Given text

THE 70th anniversary of the D-Day landings will be the first 93-year-old Bessie Ratcliffe has spent without her husband Jim.

Jim had already planned — and had even packed his bags — in preparation to travel to Normandy for the anniversary. It would have been his 15th visit to the historic battle site.

But the 92-year old, a veteran of the Normandy landings, who stormed Gold Beach on June 6, 1944, as part of the D-Day offensive, died in hospital in February after falling at home..

Three million troops crossed the English Channel as part of the invasion.

Jim’s widow, Bessie, said: “His death did come as a bit of a shock to us. He wasn’t 100 per cent, he was doing okay, but then he had a fall.

“They took him into hospital, but he died in his sleep. He was planning to go to Normandy for the anniversary this year and already had his bags packed.”

Jim, who served with the Durham Light Infantry, was just 23 on D-Day.

He went all the way to Berlin, where he was stationed during the allied occupation of Germany following World War Two.

His son Alan, aged 66, who was secretary of the Bolton Normandy Veterans Association until it disbanded several years ago, said the biggest concern for his father ahead of the invasion was his inability to swim.

He said: “My grandfather, who fought in World War One and survived, always said the only thing he was worried about was dad getting on to the beach itself, because he couldn’t swim.

“He reckoned if he was able to get on to the beach, then it was up to him and he would have as much chance as anybody and could get running — he did all right.”

Alan said his father would talk about the Normandy landings: “He was always been open about Normandy, he never refused to answer questions about it.

“Like most veterans he preferred to talk about the good times they had, the funny things.

“It was such an horrendous time for them that they preferred to think about the good times.

Material provided
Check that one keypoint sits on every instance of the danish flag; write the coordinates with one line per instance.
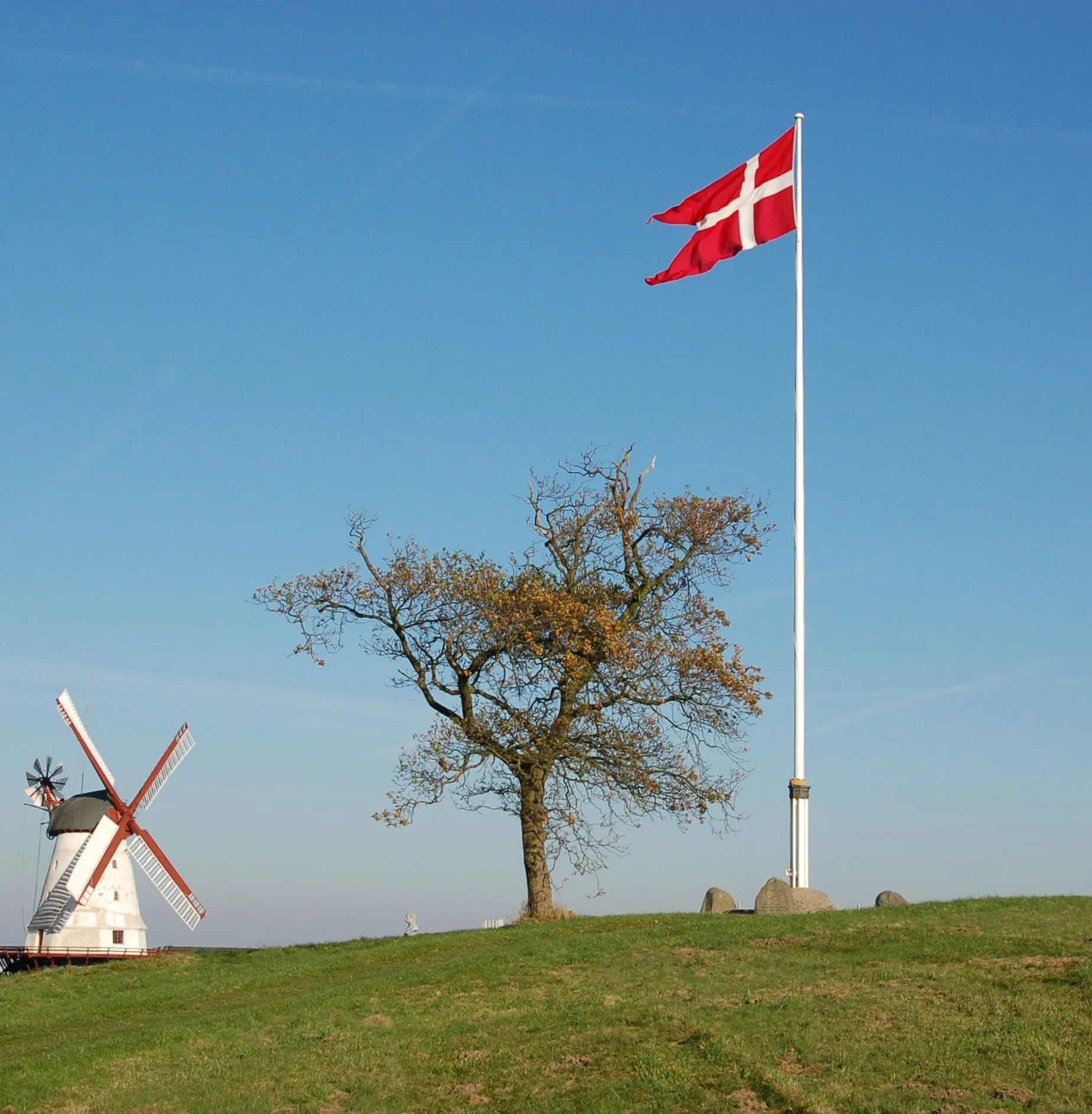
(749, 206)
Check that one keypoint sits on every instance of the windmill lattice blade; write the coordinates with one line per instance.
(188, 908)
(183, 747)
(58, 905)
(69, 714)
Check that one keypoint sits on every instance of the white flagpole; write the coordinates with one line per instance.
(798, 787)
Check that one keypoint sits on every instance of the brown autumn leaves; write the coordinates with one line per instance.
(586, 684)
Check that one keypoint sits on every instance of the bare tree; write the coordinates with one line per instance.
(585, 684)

Problem set
a – In the article about D-Day veteran Jim Ratcliffe, which unit did he serve with?
b – Continue the article about D-Day veteran Jim Ratcliffe from the point where it stops.

Answers for this exercise
a – The Durham Light Infantry.

b –
“He always believed in letting people know about what happened and just hoped that it would never happen again.”

Jim was given special dispensation to return to Bolton to marry Bessie two months before D-Day.

He had met his wife-to-be just before the war started.

Bessie said: “He was allowed to come back and we got married on April 1, 1944, at St Paul’s Church in Astley Bridge, where I am originally from.

“Of course I was worried when he went to Normandy but it was just something you had to put up with. I got a telegram telling me he was okay a few weeks later — but I had been prepared for anything.”

She explained that Jim, who was a trained joiner before working in the baking and dairy industries in Farnworth, thought his wife should join him living in Berlin during the occupation years, where he was a sergeant major.

She said: “I told him ‘you’ve got another think coming if you think I’m moving there’ — I wouldn’t go.”

Bessie and her son will spend today quietly remembering Mr Ratcliffe and his fellow soldiers at home in Farnworth.

Alan said: “This is the first time that either he’s not been to Normandy or not been here talking about it.

“It will be a bit strange but it is one of those things. Mum and dad have always been stoic. You are going to die at some point and he was lucky.

“Some of his mates died when they were aged 18 or aged 19 on the battlefield — but we will always remember him and the others who fought.”